# What you should do
Each line of the records below that holds "black" should be copied out.
______
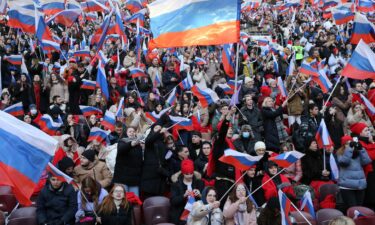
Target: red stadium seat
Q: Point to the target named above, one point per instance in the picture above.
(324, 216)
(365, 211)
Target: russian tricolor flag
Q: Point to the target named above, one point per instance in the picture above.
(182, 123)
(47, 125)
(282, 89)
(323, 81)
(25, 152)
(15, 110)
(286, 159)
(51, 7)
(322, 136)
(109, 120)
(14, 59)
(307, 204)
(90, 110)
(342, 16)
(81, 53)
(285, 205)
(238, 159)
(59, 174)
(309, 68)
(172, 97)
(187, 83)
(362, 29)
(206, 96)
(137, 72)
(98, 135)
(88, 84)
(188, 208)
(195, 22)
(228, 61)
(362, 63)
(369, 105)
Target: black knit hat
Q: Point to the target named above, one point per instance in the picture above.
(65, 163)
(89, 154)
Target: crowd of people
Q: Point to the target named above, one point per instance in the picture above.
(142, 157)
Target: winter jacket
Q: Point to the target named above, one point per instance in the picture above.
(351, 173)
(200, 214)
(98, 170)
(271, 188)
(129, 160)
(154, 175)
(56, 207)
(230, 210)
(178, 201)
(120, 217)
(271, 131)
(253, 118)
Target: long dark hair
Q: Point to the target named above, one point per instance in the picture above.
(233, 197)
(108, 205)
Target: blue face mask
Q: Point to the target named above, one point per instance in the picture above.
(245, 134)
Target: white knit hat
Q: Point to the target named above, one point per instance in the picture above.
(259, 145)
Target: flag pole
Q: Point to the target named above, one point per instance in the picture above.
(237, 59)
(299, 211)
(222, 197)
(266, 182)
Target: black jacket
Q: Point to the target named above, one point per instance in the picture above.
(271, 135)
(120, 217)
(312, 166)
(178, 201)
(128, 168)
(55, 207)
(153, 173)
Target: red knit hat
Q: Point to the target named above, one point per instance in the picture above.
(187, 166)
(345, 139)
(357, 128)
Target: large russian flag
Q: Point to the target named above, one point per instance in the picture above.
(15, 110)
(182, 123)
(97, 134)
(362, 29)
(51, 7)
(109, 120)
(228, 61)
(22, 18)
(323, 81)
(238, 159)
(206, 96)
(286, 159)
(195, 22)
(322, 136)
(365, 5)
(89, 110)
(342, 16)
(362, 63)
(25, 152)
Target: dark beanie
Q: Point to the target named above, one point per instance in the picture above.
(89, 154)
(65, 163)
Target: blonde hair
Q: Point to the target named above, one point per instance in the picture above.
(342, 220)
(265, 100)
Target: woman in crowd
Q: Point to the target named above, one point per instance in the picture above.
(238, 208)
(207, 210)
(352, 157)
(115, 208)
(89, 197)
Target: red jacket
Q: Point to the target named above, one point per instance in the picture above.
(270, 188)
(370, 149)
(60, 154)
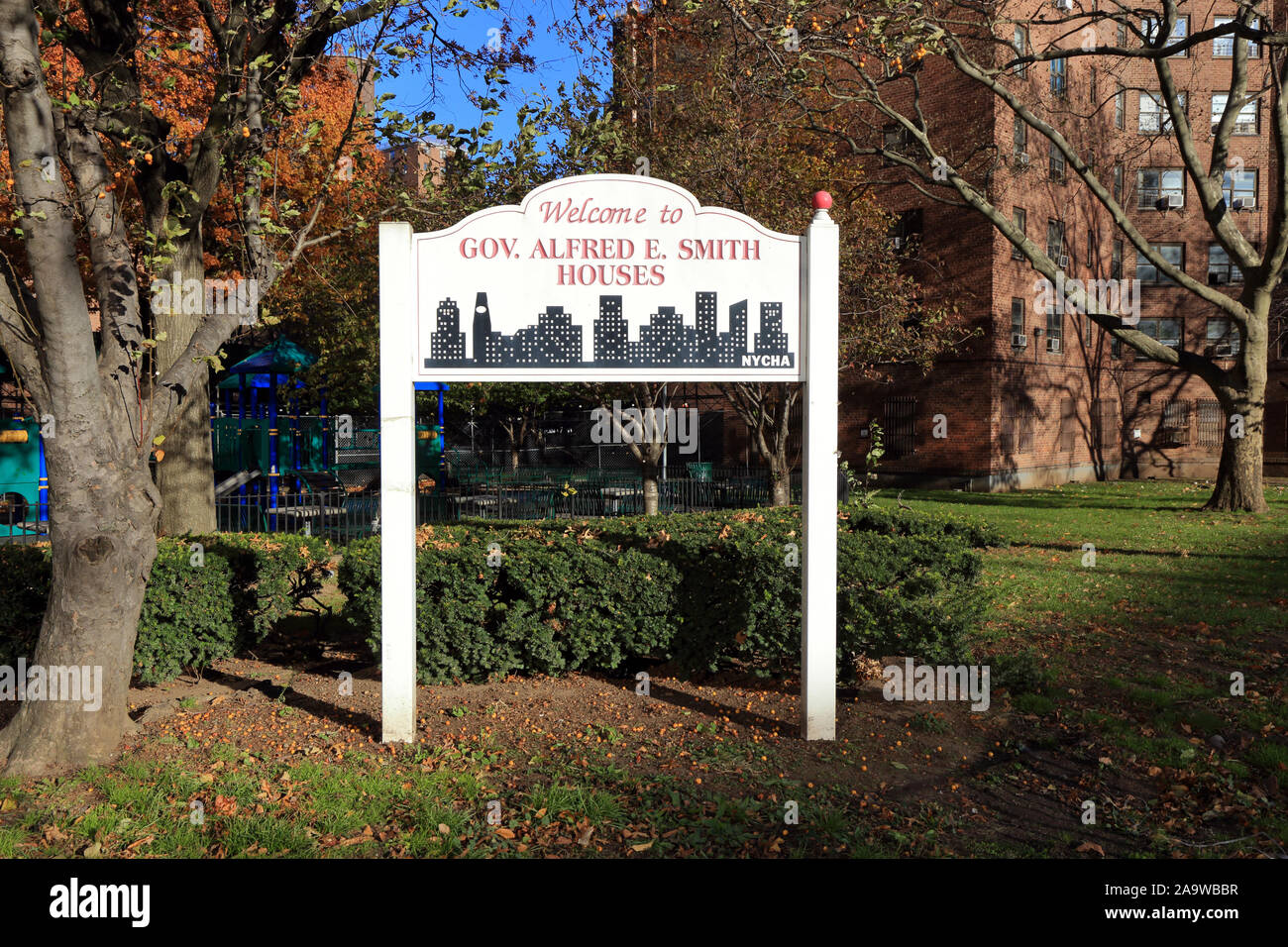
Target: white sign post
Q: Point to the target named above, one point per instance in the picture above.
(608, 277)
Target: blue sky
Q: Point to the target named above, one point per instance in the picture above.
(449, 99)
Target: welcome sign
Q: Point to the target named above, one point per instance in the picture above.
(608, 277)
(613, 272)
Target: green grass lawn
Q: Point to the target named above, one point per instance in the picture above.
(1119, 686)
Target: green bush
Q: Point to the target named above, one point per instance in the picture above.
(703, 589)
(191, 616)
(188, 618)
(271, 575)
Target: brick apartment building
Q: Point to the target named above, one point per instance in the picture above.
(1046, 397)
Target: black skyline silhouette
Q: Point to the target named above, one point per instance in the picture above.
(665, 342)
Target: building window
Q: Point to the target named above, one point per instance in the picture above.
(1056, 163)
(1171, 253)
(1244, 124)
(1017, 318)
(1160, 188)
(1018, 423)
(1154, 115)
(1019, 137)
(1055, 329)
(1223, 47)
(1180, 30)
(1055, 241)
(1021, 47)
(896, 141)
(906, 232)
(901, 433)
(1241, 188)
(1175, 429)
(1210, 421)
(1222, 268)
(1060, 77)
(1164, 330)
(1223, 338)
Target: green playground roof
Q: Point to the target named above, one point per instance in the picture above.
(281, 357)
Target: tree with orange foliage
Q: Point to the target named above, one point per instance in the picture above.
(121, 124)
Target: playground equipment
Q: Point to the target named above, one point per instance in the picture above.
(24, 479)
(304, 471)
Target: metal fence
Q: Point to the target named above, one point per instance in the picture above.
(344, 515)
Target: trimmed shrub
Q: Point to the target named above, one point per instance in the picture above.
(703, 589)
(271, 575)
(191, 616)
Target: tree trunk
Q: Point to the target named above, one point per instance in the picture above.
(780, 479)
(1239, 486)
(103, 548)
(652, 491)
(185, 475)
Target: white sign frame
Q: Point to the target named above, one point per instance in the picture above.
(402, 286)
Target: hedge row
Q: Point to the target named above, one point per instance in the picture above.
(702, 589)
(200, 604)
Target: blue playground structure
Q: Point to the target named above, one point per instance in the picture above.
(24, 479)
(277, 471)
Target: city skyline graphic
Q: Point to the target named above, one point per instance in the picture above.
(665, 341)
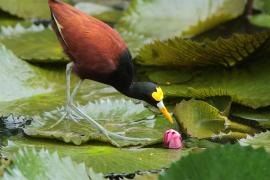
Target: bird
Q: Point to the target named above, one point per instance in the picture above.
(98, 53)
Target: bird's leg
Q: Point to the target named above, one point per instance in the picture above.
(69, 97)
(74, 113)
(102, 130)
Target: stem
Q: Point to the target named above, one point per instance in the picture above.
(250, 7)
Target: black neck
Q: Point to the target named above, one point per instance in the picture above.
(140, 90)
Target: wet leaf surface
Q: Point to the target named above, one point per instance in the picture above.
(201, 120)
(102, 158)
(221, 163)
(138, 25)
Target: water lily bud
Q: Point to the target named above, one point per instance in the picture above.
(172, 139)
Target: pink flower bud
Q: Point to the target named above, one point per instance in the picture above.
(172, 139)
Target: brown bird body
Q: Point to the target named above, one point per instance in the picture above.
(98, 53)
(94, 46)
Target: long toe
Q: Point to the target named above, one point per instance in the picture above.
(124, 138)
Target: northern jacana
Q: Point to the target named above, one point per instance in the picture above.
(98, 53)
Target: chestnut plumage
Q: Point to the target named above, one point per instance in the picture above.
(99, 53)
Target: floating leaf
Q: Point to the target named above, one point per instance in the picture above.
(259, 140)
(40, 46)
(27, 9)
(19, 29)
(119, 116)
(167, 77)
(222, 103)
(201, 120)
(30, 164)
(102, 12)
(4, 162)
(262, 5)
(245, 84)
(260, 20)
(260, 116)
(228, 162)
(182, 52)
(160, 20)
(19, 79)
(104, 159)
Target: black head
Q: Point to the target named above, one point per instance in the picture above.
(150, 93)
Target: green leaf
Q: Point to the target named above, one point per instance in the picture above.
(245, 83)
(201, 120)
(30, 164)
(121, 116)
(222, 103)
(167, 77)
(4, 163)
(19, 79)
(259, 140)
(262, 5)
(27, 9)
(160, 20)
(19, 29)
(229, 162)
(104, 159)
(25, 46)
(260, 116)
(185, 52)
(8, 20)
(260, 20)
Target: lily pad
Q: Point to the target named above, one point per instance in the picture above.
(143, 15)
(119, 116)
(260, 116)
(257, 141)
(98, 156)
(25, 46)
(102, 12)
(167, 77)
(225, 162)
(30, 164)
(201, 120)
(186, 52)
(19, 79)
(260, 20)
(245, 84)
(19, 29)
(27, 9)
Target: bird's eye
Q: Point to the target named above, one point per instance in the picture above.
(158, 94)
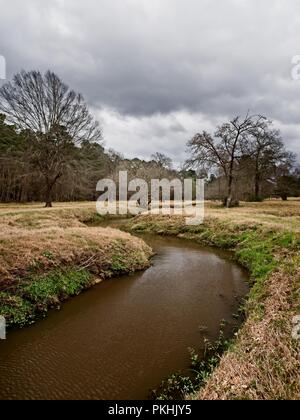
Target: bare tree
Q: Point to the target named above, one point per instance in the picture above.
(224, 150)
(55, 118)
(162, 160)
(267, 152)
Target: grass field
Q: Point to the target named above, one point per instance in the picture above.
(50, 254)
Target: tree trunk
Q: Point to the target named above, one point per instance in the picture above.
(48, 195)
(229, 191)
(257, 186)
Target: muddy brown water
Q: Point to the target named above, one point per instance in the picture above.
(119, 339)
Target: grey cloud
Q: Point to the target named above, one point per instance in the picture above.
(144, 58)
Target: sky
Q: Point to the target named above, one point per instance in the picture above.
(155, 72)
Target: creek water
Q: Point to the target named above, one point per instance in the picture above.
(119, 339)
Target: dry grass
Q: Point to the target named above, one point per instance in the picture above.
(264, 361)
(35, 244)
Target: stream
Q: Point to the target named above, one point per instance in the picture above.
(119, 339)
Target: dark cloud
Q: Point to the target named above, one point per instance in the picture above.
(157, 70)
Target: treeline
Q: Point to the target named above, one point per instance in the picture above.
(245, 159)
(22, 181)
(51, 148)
______
# Finished exercise
Target: black knit hat
Target: black jacket
Target: black skyline silhouette
Target: black neck
Target: black head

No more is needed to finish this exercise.